- [VORLIEGENDE AUFLISTUNG]
-- -- --

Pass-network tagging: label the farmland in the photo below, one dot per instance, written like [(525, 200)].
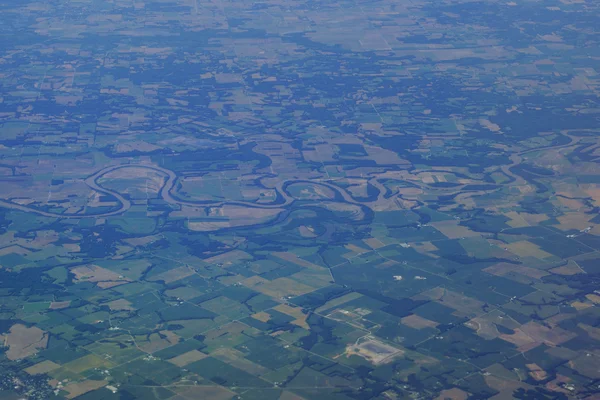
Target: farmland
[(306, 200)]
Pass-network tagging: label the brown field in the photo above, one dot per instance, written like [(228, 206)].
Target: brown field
[(452, 229), (103, 277), (277, 288), (120, 305), (293, 258), (173, 275), (233, 328), (187, 358), (57, 305), (572, 268), (155, 342), (87, 362), (453, 394), (295, 312), (464, 306), (262, 316), (553, 336), (236, 216), (504, 269), (236, 359), (203, 392), (76, 389), (23, 342), (374, 351), (42, 368), (527, 249), (338, 301), (142, 241), (229, 258), (374, 243), (520, 339), (416, 322)]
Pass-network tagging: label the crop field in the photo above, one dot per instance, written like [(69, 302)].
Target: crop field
[(307, 200)]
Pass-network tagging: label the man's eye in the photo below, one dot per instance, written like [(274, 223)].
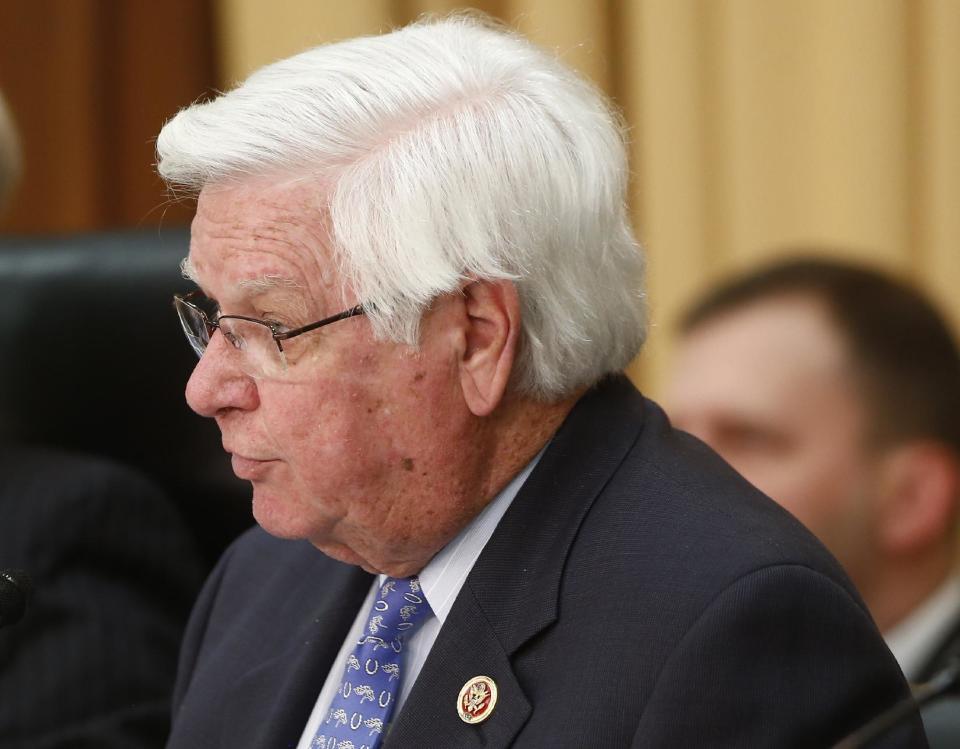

-- -- --

- [ZU ERLEDIGEN]
Kannst du alle Zeilen der Auflistung oben Wort für Wort abschreiben und dabei die Bilder weglassen?

- [LÖSUNG DER AUFGABE]
Pass-network tagging: label the farmland in the photo below, one dot per instance, written like [(525, 200)].
Target: farmland
[(306, 200)]
Pass-network tagging: label the brown field in the photo above, one dot per instance, written like [(228, 206)].
Target: brown field
[(452, 229), (103, 277), (277, 288), (120, 305), (293, 258), (173, 275), (233, 328), (187, 358), (57, 305), (572, 268), (155, 342), (87, 362), (453, 394), (295, 312), (464, 306), (262, 316), (553, 336), (236, 216), (504, 269), (236, 359), (203, 392), (76, 389), (23, 342), (374, 351), (42, 368), (527, 249), (338, 301), (142, 241), (229, 258), (374, 243), (520, 339), (416, 322)]
Pass-network tagging: label the crop field in the photo above, one dot per instance, written like [(69, 302)].
Target: crop field
[(307, 200)]
Pass-network tagging: label the man's eye in the photo below, one dot per instance, written like [(274, 223)].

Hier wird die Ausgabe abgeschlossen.